## SELECTED TEXT
(begin)

# Toyota tipped me



## Dice Man (May 21, 2018)

I do many car dealer account trips for many car dealers.
They have a business account, so they never tip, that is the normal.
Today I did a $3 trip, and I was tipped $3 tip in the application.
Did this happen tonight anybody else?


----------



## rideshare2870 (Nov 23, 2017)

All I drive is Toyotas and I rave about them all the time. I got 2 of them. One of them will be hitting 300K miles soon but I’m not using it for Uber of course because it’s a gas guzzler. Wait...I didn’t get my check from Toyota this month. Did you know that the Ford F-150 is the most popular truck in America?


----------



## Pax Collector (Feb 18, 2018)

rideshare2870 said:


> Did you know that the Ford F-150 is the most popular truck in America?


Rightfully so.

The F series are one of the best in their class.


----------



## tohunt4me (Nov 23, 2015)

rideshare2870 said:


> All I drive is Toyotas and I rave about them all the time. I got 2 of them. One of them will be hitting 300K miles soon but I'm not using it for Uber of course because it's a gas guzzler. Wait...I didn't get my check from Toyota this month. Did you know that the Ford F-150 is the most popular truck in America?

(end)

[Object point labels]
(begin)

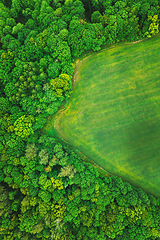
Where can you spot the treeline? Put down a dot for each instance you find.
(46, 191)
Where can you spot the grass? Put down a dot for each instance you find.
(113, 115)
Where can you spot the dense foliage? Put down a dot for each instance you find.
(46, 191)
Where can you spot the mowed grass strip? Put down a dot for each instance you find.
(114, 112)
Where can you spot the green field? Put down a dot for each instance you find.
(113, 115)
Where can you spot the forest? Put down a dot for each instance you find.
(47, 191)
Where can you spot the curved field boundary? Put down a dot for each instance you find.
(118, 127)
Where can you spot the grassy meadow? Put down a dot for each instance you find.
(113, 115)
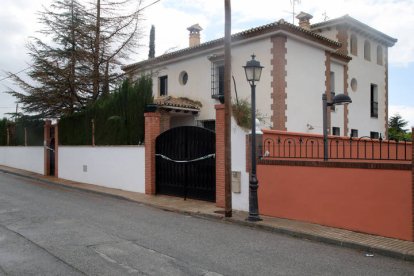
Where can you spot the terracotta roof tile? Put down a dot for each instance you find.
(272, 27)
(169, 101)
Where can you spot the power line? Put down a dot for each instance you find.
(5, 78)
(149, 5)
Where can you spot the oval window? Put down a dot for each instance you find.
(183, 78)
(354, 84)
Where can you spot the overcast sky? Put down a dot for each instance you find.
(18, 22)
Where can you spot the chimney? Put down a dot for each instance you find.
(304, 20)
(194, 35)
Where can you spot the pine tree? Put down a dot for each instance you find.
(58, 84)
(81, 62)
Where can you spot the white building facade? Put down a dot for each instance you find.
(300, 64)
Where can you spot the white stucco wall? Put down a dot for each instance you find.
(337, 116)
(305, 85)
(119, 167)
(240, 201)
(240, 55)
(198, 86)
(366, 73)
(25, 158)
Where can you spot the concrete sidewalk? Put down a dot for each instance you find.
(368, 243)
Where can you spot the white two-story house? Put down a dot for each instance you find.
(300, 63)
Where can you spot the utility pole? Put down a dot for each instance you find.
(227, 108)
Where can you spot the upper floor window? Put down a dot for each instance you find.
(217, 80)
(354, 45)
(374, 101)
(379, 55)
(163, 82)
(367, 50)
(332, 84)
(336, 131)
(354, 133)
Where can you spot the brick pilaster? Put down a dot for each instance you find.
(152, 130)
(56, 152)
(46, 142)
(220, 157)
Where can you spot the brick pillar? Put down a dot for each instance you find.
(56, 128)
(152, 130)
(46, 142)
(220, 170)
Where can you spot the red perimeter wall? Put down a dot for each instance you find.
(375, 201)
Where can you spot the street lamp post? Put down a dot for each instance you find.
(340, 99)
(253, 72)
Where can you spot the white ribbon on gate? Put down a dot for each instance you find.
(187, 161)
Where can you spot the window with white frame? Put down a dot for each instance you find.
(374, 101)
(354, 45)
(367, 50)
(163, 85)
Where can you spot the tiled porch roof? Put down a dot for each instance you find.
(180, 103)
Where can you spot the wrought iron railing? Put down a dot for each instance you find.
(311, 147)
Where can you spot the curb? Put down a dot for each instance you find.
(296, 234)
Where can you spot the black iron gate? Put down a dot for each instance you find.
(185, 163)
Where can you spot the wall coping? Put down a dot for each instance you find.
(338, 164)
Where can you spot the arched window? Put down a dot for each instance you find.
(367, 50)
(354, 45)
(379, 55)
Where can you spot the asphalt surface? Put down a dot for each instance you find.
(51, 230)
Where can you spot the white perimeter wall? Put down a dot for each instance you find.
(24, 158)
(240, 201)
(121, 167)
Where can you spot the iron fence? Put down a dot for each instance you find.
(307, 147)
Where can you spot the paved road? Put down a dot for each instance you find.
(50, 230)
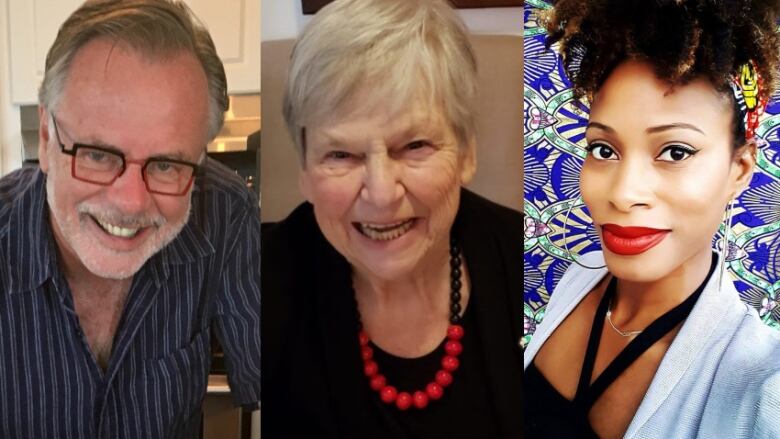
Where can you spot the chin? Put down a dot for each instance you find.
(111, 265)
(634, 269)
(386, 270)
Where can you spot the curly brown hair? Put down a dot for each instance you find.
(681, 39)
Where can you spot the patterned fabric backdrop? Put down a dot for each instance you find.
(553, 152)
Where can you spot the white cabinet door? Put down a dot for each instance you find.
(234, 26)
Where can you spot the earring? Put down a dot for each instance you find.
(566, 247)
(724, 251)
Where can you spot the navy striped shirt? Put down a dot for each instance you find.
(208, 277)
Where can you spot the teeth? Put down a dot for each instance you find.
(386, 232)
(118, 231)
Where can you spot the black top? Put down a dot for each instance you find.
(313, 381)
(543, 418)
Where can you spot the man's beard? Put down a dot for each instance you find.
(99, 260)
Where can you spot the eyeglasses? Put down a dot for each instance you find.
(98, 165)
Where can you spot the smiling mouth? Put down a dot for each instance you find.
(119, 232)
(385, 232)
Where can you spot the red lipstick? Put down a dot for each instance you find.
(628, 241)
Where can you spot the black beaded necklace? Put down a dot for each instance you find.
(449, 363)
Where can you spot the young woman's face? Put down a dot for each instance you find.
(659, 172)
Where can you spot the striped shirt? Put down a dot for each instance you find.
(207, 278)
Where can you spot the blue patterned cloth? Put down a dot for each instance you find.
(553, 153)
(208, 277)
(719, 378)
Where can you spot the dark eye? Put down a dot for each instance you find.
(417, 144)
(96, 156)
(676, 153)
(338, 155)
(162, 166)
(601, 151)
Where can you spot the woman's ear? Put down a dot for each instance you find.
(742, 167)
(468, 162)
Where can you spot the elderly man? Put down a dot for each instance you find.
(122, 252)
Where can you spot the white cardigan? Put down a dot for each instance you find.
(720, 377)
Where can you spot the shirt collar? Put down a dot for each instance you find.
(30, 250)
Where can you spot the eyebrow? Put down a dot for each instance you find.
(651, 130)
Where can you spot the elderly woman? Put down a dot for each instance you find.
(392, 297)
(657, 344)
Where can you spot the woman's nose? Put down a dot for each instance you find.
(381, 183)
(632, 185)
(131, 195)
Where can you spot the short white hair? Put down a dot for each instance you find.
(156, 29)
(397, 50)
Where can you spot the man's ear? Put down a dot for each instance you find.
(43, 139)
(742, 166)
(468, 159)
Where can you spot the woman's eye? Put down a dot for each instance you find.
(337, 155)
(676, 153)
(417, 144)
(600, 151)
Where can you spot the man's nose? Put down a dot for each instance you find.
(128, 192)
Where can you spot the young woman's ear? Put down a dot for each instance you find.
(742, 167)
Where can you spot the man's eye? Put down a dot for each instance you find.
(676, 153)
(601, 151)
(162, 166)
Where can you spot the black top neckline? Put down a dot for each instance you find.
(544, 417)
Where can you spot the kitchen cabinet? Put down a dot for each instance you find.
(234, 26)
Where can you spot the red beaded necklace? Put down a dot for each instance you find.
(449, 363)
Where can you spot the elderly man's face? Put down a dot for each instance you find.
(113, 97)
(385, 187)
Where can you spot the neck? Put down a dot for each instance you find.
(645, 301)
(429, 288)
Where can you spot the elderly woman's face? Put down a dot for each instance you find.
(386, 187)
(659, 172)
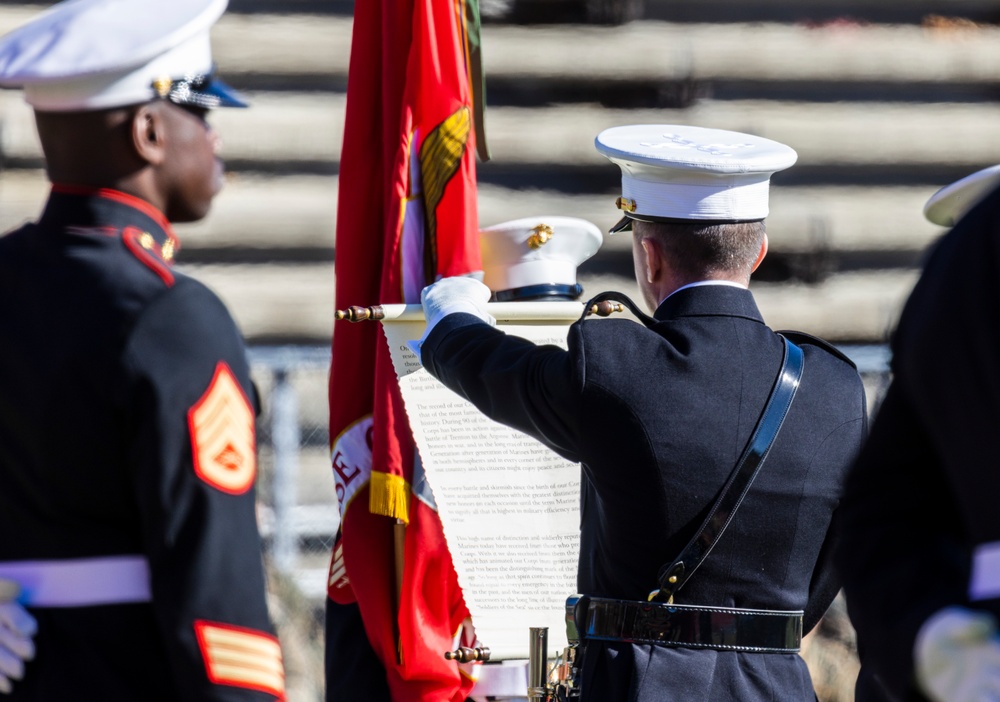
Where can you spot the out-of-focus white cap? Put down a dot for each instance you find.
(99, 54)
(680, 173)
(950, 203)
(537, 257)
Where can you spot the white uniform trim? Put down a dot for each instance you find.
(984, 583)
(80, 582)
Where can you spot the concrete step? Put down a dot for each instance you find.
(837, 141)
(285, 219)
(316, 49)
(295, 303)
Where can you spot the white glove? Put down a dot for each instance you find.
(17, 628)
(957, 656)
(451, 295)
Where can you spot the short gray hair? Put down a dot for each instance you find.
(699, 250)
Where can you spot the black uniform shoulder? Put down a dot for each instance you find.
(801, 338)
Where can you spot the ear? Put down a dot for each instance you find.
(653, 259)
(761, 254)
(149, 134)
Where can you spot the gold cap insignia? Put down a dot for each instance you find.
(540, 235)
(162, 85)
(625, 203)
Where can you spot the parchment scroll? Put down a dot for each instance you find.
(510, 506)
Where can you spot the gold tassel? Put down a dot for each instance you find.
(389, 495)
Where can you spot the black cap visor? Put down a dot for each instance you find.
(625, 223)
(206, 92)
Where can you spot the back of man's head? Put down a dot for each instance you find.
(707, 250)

(end)
(begin)

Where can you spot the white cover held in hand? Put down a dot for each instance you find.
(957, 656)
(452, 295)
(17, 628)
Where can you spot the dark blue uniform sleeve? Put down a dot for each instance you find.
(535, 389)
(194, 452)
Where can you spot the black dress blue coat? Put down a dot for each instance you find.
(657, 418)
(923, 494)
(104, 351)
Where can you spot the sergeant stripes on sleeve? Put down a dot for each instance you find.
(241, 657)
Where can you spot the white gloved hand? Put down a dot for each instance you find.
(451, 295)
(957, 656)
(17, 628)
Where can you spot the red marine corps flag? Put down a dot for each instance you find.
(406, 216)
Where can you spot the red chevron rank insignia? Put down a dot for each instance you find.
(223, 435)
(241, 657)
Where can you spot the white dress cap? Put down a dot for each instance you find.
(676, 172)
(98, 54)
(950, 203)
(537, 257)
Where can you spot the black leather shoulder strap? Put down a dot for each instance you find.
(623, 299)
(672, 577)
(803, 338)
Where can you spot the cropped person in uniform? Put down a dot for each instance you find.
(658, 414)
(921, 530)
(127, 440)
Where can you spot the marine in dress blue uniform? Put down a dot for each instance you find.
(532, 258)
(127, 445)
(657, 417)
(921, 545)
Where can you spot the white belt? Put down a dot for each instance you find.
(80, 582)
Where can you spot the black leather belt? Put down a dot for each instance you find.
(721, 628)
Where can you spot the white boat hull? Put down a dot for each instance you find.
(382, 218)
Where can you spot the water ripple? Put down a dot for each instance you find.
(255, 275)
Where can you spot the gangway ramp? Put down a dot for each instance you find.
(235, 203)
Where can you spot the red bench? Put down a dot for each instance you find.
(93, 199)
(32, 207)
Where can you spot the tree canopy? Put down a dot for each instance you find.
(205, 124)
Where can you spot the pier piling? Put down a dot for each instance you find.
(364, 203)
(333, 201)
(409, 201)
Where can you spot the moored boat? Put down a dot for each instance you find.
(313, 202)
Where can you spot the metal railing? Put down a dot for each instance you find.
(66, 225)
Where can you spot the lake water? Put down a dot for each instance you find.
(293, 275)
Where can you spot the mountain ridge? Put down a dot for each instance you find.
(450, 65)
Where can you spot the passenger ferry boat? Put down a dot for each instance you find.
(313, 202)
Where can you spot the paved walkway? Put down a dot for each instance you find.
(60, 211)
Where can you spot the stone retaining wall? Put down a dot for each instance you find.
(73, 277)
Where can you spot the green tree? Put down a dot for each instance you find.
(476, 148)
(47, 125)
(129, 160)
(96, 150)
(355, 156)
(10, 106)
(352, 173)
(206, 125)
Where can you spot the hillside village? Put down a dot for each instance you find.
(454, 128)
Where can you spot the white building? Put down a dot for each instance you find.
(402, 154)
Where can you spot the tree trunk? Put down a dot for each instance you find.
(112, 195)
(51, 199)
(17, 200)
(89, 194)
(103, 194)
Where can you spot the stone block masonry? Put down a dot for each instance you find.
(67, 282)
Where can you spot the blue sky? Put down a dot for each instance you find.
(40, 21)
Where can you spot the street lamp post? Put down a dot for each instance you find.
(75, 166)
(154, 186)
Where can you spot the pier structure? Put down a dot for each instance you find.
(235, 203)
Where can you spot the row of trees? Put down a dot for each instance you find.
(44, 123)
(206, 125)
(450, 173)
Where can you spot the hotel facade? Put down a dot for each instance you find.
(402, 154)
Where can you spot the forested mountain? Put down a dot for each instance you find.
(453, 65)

(end)
(begin)

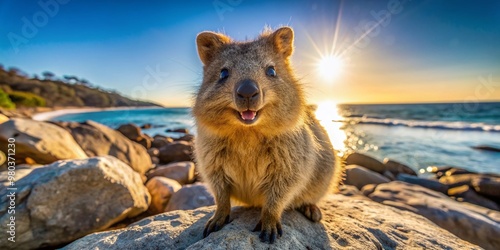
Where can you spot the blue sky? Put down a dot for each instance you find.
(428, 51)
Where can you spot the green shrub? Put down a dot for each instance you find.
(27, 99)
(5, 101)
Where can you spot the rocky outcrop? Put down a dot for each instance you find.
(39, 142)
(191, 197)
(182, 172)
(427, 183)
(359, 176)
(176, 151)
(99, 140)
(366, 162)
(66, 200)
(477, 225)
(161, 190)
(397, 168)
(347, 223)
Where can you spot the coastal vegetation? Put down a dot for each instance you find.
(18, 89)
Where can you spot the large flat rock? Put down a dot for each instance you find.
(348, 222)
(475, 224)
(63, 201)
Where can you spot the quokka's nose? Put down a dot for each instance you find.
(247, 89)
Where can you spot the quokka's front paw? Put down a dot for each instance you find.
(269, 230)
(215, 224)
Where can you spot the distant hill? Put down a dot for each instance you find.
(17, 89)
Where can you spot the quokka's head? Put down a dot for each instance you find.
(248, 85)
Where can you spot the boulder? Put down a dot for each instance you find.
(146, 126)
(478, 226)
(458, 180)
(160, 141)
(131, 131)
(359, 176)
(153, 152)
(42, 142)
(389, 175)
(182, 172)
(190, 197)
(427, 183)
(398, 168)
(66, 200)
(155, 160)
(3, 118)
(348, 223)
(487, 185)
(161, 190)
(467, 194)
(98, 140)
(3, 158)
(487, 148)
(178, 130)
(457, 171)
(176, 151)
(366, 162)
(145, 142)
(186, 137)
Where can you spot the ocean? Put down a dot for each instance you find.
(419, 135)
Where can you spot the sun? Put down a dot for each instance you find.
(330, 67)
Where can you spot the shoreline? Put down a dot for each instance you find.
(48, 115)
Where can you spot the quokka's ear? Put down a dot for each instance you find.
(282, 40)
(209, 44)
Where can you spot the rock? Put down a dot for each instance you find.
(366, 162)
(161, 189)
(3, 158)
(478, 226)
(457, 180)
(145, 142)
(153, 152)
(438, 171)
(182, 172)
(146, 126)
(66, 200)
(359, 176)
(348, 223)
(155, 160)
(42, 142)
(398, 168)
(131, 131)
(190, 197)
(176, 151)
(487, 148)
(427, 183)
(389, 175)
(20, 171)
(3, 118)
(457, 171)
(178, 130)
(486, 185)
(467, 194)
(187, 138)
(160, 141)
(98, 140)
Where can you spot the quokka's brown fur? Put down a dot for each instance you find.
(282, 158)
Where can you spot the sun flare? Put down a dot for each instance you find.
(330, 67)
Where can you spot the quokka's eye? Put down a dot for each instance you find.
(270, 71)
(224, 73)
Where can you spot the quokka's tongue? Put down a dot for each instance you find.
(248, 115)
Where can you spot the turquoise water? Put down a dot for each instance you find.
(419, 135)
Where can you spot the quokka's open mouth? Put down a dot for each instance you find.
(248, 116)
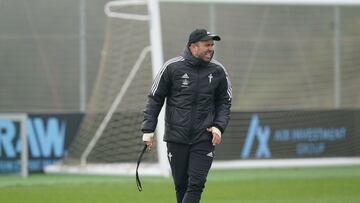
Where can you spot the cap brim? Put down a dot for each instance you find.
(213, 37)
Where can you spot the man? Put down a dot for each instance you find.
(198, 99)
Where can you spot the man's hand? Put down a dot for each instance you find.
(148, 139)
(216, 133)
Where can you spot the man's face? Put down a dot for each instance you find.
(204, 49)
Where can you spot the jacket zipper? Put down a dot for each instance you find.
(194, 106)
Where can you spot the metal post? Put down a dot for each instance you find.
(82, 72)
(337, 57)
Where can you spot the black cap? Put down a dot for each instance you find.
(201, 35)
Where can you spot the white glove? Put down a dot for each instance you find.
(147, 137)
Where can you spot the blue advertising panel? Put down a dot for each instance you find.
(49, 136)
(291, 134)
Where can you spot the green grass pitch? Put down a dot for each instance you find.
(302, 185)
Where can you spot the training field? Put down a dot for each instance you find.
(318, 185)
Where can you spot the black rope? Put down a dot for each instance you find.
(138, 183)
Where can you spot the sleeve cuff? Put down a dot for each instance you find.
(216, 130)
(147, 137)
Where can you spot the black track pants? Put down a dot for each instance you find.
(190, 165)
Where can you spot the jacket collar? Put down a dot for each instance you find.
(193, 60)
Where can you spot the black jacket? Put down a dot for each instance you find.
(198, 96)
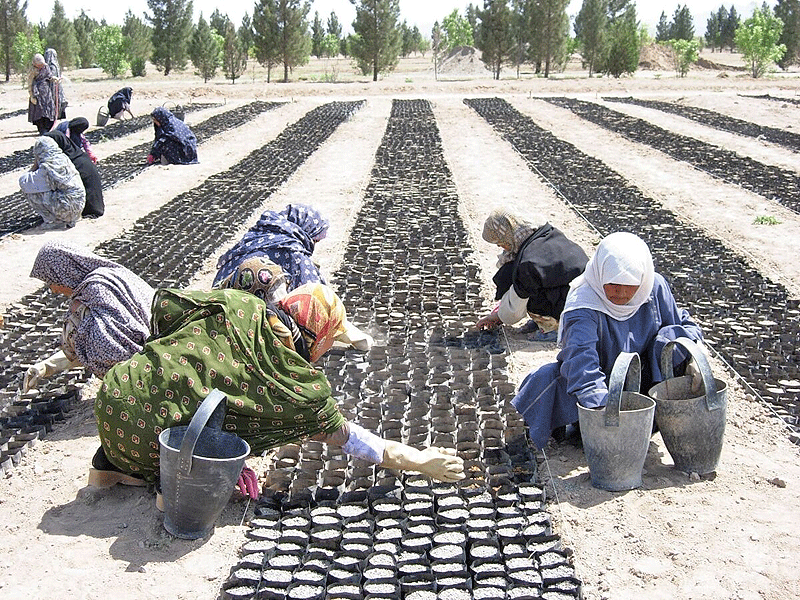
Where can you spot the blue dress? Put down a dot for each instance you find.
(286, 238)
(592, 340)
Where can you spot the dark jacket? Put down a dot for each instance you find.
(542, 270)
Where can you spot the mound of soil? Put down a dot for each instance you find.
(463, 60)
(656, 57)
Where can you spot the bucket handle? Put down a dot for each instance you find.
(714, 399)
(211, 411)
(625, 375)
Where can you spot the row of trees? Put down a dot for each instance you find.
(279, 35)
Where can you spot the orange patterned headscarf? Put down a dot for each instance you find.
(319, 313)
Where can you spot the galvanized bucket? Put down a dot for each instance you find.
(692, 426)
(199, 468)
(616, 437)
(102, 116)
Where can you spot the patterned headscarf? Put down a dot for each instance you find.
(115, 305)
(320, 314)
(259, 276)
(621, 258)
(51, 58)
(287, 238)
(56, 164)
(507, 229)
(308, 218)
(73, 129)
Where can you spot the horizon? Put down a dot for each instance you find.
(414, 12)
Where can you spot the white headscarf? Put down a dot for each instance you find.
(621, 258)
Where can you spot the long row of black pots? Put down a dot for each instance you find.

(end)

## THINGS TO DO
**1.** Answer these questions about the Toyota tipping thread:
(a) How much was the car dealer account trip, and how much was the tip?
(b) How many Toyotas does rideshare2870 say they have?
(c) Which truck is called the most popular in America?
**2.** Please write the next part of the Toyota tipping thread, starting after the last line shown.

## RESPONSES
**1.**
(a) The trip was $3, and the tip was $3.
(b) Two.
(c) The Ford F-150.

**2.**
Built Ford Tough !


----------



## Dice Man (May 21, 2018)

rideshare2870 said:


> All I drive is Toyotas and I rave about them all the time. I got 2 of them. One of them will be hitting 300K miles soon but I'm not using it for Uber of course because it's a gas guzzler. Wait...I didn't get my check from Toyota this month. Did you know that the Ford F-150 is the most popular truck in America?


And what is that to do with my post???
I prefer my Honda.


----------



## rideshare2870 (Nov 23, 2017)

Dice Man said:


> And what is that to do with my post???
> I prefer my Honda.


Well, your answer is No, Toyota didn't tip me. I've never heard of that before.


----------



## 1.5xorbust (Nov 22, 2017)

tohunt4me said:


> Built Ford Tough !


'Fix or repair daily' no longer applies?


----------



## tohunt4me (Nov 23, 2015)

1.5xorbust said:


> 'Fix or repair daily' no longer applies?


F.ound
O.n
R.oad
D.ead


----------



## ANT 7 (Oct 14, 2018)

We have a lot of corporate accounts in my market and they don't tip.


----------



## 100hoursuber (Mar 6, 2019)

Dice Man said:


> I do many car dealer account trips for many car dealers.
> They have a business account, so they never tip, that is the normal.
> Today I did a $3 trip, and I was tipped $3 tip in the application.
> Did this happen tonight anybody else?


I get free car wash anytime i want at the toyota dealer. I dont know what they are using, but my car shines for a month. Just talk to salesman nice.


----------



## uberdriverfornow (Jan 10, 2016)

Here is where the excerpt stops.